Images for object localization:
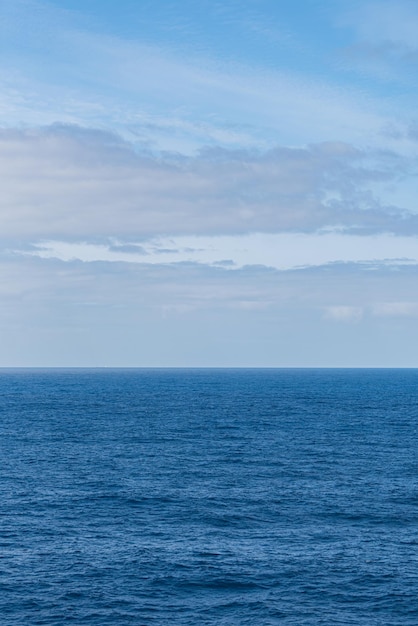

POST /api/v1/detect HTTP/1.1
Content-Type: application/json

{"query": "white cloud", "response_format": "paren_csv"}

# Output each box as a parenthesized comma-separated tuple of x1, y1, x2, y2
(0, 125, 415, 241)
(372, 301, 418, 317)
(324, 305, 364, 322)
(325, 299, 418, 322)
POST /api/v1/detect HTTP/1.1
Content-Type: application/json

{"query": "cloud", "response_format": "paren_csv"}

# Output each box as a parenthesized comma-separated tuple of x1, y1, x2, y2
(337, 1, 418, 81)
(107, 243, 147, 255)
(372, 301, 418, 317)
(0, 0, 403, 155)
(2, 1, 418, 367)
(324, 305, 364, 322)
(2, 254, 418, 365)
(22, 232, 418, 271)
(340, 0, 418, 49)
(0, 124, 416, 241)
(2, 251, 418, 324)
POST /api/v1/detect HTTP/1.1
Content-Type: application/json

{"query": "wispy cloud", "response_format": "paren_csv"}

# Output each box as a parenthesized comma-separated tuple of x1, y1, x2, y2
(337, 0, 418, 81)
(22, 232, 418, 271)
(372, 301, 418, 317)
(0, 0, 405, 154)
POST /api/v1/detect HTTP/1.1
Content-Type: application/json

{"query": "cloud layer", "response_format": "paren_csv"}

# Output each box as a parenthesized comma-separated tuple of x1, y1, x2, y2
(1, 252, 418, 366)
(1, 125, 416, 241)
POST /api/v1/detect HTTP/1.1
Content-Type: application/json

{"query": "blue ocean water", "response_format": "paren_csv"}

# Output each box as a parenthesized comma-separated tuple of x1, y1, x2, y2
(1, 369, 418, 625)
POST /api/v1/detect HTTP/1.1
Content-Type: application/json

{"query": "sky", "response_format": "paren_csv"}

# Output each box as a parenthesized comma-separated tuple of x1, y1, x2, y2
(2, 0, 418, 366)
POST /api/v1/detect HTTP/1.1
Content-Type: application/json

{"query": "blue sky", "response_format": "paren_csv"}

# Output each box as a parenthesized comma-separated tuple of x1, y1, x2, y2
(2, 0, 418, 366)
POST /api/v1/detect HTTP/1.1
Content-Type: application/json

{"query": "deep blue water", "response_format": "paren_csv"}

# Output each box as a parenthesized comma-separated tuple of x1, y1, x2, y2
(1, 368, 418, 625)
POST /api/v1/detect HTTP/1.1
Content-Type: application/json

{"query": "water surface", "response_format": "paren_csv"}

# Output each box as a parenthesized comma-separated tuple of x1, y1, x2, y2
(1, 368, 418, 624)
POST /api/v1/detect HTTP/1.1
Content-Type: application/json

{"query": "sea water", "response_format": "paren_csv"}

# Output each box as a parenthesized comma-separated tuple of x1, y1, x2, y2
(1, 368, 418, 625)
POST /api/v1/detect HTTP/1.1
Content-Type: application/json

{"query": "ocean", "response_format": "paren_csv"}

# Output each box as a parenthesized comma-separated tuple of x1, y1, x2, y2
(1, 368, 418, 625)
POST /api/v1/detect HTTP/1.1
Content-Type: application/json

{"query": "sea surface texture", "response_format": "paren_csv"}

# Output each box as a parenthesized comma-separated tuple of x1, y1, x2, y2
(1, 368, 418, 625)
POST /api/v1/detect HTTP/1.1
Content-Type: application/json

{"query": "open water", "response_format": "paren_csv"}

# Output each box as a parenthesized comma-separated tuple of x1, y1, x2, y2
(1, 368, 418, 625)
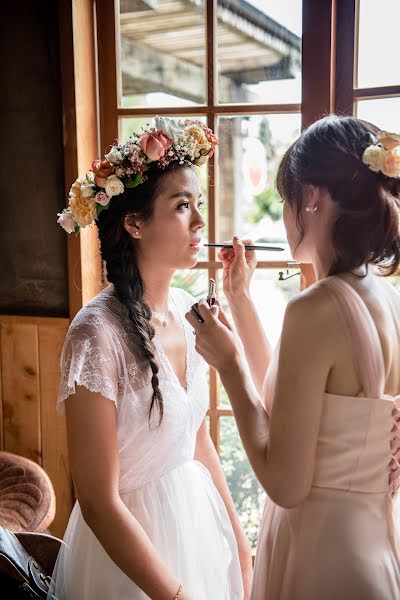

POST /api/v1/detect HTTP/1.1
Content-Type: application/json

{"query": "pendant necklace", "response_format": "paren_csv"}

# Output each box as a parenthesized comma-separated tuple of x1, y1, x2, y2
(151, 303, 169, 327)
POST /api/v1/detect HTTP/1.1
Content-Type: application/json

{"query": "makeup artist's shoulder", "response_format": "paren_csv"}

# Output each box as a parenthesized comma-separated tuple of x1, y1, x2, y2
(284, 281, 337, 326)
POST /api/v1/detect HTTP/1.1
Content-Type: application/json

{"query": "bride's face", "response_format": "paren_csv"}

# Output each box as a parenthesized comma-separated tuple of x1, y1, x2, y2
(136, 167, 206, 270)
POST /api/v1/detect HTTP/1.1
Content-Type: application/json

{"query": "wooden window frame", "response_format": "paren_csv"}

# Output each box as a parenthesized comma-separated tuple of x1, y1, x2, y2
(61, 0, 338, 450)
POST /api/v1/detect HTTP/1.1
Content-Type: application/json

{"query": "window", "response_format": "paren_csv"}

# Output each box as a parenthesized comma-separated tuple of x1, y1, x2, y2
(90, 0, 398, 548)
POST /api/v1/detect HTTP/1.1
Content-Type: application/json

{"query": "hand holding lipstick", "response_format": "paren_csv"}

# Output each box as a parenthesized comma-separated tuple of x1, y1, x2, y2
(185, 299, 240, 373)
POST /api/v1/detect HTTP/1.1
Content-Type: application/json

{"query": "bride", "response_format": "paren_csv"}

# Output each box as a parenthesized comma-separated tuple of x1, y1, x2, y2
(50, 117, 251, 600)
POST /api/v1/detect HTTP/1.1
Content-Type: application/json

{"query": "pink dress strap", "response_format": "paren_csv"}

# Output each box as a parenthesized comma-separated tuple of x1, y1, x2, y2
(318, 276, 386, 399)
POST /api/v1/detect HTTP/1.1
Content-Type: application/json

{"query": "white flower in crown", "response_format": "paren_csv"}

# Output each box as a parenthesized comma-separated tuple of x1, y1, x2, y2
(105, 174, 125, 197)
(154, 116, 185, 141)
(362, 145, 384, 173)
(57, 210, 76, 233)
(105, 147, 123, 165)
(362, 130, 400, 178)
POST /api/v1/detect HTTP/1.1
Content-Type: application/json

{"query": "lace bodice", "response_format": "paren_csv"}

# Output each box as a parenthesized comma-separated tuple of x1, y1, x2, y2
(58, 285, 208, 493)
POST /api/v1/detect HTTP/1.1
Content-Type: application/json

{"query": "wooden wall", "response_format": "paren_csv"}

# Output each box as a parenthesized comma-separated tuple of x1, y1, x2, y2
(0, 315, 74, 538)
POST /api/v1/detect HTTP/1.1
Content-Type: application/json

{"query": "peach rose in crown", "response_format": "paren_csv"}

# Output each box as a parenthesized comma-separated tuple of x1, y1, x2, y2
(92, 158, 114, 187)
(139, 131, 172, 161)
(381, 148, 400, 178)
(69, 179, 97, 227)
(378, 131, 400, 151)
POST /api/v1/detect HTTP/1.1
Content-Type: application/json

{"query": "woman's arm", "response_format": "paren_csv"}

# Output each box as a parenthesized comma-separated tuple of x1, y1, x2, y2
(187, 287, 335, 508)
(228, 292, 272, 395)
(219, 238, 272, 394)
(65, 386, 189, 600)
(194, 420, 253, 598)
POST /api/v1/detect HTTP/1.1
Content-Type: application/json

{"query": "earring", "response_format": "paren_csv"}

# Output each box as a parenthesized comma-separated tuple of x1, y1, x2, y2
(306, 205, 318, 213)
(134, 229, 140, 236)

What is needed ▸ Count each line of the data where the word "cloud" appears, then reply with the total only.

Solution for this task ▸ 4